抜粋 –
やっと行き先決定。#40

要介護認定の区分の決定は、面談員によって、またはその時々の行政側の都合(福祉予算)で、なるべく低い区分に認定しようとする場合があるとか言われた。生活保護の申請などでもよく聞く話だ。

ともかく、今回は周りの詳しい人たちの助言に従って、「要介護」に変更してもらうべく申請し直してもらった。


問題は、退院まで2週間ちょっとというタイミングで、入居手続きを進めてもらっていた施設=サ高住が、謝りながらも断ってきたことだった。空いていて、入居可だから募集を出していたはずなのに、なぜ? しかも、私たちは即決でお願いしたのに。


聞けば、実は「入りたいけど、今すぐは入れない」と、長い間保留にしていた希望者がいたらしい。あまりに入らないので、「ほかに希望者がいて、そちらがすぐに入りたいとなったら、そちらと契約することもある」という条件で保留を認めていたのが、私たちの方と契約しますよと一応断りを入れたら「いや、すぐに入るから(権利を)譲らないでほしい」と言ってきたという。

施設側もガイドさんに平謝りだったらしいけど、私たちにしてみれば、その施設を見てしまったら、ほかの施設に妥協はできない気持ちだった。


結局、ガイドさんが別の施設をピックアップしてくれることに。こちらの希望条件だった「個室にトイレがほしい」というのを取り下げるなどして選択肢を広げてもらったところ、2軒が該当した。


1軒は、食事はつくが、服薬管理などはしてくれない、本当にただの共同住宅くらいのところ。完全に自立した人や軽度の認知症ならよいかもしれないけど、母の場合はどうか。

もう1軒は、施設は古く、食堂も狭く、みんなで集ってくつろげるような広いスペースがなかった。でも、スタッフさんが一生懸命で、生活支援などについてもいろいろ提案してくれるようなところだった。服薬管理も頼める。


もう入院期限の3カ月が迫っていて迷っているヒマはなく、後者を選ぶしかなかった。

データセット項目:
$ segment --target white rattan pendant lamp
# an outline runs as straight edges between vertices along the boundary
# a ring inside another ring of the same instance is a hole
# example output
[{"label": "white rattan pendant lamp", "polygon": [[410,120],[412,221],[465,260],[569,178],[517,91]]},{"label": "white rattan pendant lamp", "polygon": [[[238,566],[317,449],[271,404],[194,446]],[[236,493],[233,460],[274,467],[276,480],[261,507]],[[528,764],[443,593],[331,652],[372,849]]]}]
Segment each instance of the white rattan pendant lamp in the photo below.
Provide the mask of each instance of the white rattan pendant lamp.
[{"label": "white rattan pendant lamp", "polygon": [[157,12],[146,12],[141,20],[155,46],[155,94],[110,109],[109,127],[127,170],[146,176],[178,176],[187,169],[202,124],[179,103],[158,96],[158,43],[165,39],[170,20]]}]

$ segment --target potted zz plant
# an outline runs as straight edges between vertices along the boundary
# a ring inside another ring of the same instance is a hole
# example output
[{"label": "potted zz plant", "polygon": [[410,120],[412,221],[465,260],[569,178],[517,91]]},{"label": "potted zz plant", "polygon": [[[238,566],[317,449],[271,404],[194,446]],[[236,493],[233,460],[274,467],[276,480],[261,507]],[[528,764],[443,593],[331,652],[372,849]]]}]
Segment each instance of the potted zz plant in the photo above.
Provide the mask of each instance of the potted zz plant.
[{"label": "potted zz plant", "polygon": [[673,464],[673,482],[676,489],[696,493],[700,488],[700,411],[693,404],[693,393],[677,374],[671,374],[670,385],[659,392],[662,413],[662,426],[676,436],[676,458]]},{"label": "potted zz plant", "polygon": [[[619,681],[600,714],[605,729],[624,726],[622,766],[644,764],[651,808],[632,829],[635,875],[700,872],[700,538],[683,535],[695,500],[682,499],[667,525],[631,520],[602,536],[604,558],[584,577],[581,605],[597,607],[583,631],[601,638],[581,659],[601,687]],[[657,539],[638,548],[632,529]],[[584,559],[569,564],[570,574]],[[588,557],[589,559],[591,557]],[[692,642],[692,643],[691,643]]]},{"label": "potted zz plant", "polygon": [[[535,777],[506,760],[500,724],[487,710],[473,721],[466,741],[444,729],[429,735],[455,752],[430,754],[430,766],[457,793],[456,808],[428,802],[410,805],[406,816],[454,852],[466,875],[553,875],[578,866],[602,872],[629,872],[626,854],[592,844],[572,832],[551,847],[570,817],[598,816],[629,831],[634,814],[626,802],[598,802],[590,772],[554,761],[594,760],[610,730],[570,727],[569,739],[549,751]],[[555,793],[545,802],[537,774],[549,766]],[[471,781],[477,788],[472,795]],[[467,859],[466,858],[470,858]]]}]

課題 –
上の抜粋を、一字も変えずに全文書き写してください。 資料はここでは用いない。

解答 –
やっと行き先決定。#40

要介護認定の区分の決定は、面談員によって、またはその時々の行政側の都合(福祉予算)で、なるべく低い区分に認定しようとする場合があるとか言われた。生活保護の申請などでもよく聞く話だ。

ともかく、今回は周りの詳しい人たちの助言に従って、「要介護」に変更してもらうべく申請し直してもらった。


問題は、退院まで2週間ちょっとというタイミングで、入居手続きを進めてもらっていた施設=サ高住が、謝りながらも断ってきたことだった。空いていて、入居可だから募集を出していたはずなのに、なぜ? しかも、私たちは即決でお願いしたのに。


聞けば、実は「入りたいけど、今すぐは入れない」と、長い間保留にしていた希望者がいたらしい。あまりに入らないので、「ほかに希望者がいて、そちらがすぐに入りたいとなったら、そちらと契約することもある」という条件で保留を認めていたのが、私たちの方と契約しますよと一応断りを入れたら「いや、すぐに入るから(権利を)譲らないでほしい」と言ってきたという。

施設側もガイドさんに平謝りだったらしいけど、私たちにしてみれば、その施設を見てしまったら、ほかの施設に妥協はできない気持ちだった。


結局、ガイドさんが別の施設をピックアップしてくれることに。こちらの希望条件だった「個室にトイレがほしい」というのを取り下げるなどして選択肢を広げてもらったところ、2軒が該当した。


1軒は、食事はつくが、服薬管理などはしてくれない、本当にただの共同住宅くらいのところ。完全に自立した人や軽度の認知症ならよいかもしれないけど、母の場合はどうか。

もう1軒は、施設は古く、食堂も狭く、みんなで集ってくつろげるような広いスペースがなかった。でも、スタッフさんが一生懸命で、生活支援などについてもいろいろ提案してくれるようなところだった。服薬管理も頼める。


もう入院期限の3カ月が迫っていて迷っているヒマはなく、後者を選ぶしかなかった。